# [Directive]
Pull out every line below that contains the word "blue", and copy each one in full. The match is case-sensitive.

# [Task data]

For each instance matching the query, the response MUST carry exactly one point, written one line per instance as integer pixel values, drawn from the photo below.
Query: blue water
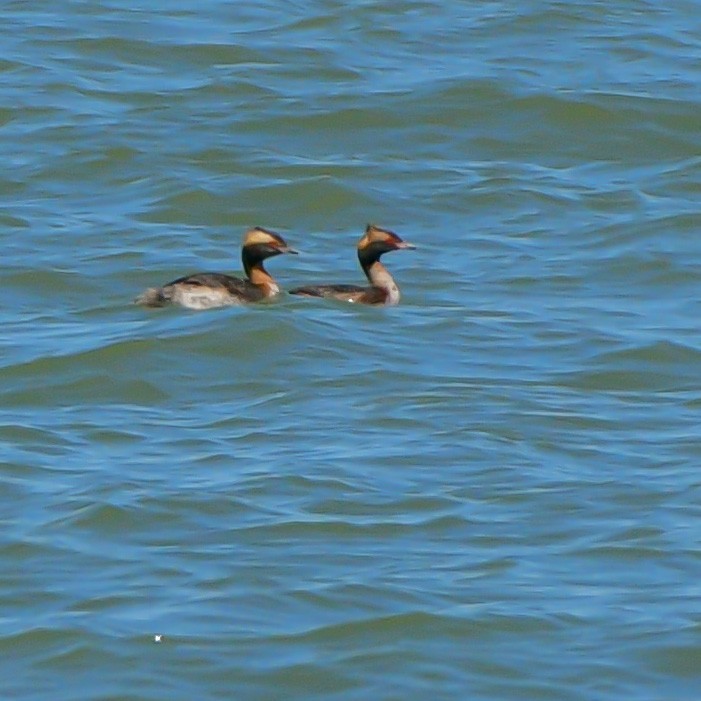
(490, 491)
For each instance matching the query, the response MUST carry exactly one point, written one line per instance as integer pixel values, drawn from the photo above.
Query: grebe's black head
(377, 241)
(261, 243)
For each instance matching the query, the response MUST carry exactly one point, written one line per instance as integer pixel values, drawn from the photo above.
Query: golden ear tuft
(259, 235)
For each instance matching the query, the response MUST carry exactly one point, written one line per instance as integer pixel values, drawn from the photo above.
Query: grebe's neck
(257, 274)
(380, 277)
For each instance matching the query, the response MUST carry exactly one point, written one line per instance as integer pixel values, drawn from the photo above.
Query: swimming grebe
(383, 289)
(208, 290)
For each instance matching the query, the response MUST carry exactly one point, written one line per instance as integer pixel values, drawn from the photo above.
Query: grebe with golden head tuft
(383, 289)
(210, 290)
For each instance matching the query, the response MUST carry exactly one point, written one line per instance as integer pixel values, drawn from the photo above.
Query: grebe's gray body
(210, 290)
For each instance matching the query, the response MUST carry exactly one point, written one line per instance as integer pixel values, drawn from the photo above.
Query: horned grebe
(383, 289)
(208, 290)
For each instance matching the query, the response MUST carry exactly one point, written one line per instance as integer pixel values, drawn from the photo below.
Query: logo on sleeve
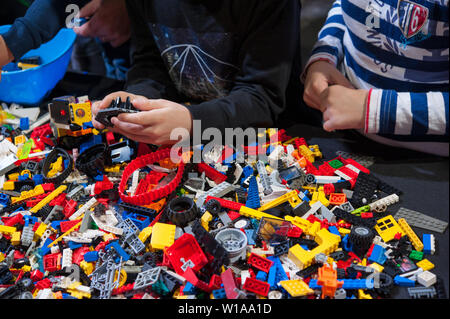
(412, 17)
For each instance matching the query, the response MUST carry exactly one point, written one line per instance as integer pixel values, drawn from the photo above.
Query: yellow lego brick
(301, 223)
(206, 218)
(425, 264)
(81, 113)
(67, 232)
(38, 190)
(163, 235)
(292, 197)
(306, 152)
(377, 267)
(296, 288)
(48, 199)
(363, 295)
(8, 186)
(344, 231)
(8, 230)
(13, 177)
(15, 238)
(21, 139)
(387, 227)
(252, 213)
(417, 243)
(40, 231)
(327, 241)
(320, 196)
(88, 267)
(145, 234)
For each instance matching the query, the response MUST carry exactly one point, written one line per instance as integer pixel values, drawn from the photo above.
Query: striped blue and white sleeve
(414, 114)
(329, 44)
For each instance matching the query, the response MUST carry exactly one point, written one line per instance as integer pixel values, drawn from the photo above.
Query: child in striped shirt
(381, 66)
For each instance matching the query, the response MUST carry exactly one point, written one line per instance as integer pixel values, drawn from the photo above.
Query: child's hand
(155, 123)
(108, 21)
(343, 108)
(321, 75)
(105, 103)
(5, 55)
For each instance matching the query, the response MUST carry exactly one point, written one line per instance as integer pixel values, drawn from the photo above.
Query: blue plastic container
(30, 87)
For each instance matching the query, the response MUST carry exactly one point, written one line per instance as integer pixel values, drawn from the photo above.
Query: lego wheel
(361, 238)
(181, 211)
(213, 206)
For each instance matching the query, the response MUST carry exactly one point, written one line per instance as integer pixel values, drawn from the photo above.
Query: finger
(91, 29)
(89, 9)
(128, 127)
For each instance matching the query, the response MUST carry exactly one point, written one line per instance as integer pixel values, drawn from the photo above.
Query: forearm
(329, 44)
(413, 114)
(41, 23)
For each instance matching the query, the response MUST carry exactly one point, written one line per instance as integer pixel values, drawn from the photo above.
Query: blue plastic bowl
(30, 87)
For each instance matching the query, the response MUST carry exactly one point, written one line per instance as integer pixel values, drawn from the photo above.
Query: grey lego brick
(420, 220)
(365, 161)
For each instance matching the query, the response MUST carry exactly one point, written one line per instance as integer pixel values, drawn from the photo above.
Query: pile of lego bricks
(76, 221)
* * *
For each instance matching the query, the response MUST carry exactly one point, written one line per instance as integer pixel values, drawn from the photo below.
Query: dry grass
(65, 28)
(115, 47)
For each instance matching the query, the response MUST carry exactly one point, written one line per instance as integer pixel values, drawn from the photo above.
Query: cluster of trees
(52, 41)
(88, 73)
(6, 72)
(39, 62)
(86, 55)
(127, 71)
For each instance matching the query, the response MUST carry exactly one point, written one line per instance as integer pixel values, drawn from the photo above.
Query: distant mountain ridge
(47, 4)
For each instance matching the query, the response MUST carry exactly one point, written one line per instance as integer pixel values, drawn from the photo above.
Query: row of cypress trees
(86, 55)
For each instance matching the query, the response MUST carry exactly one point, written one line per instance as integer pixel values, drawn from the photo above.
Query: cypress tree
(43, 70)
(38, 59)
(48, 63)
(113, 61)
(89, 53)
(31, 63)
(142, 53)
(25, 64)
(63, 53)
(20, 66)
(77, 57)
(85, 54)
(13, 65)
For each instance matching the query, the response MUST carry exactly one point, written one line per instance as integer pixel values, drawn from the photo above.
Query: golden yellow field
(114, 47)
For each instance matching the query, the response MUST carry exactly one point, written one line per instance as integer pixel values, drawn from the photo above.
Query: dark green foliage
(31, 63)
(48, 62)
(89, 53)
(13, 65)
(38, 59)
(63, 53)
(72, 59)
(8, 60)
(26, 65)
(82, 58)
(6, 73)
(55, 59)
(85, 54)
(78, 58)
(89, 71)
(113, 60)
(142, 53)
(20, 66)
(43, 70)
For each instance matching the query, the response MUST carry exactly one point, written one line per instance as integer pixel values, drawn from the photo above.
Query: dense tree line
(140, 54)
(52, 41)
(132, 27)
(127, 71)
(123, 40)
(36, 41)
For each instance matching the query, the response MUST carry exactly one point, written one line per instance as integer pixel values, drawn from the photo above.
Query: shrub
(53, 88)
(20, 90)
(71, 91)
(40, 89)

# [Answer in full]
Query: blue water
Query: striped blue and white sleeve
Query: blue plastic container
Query: blue plastic bowl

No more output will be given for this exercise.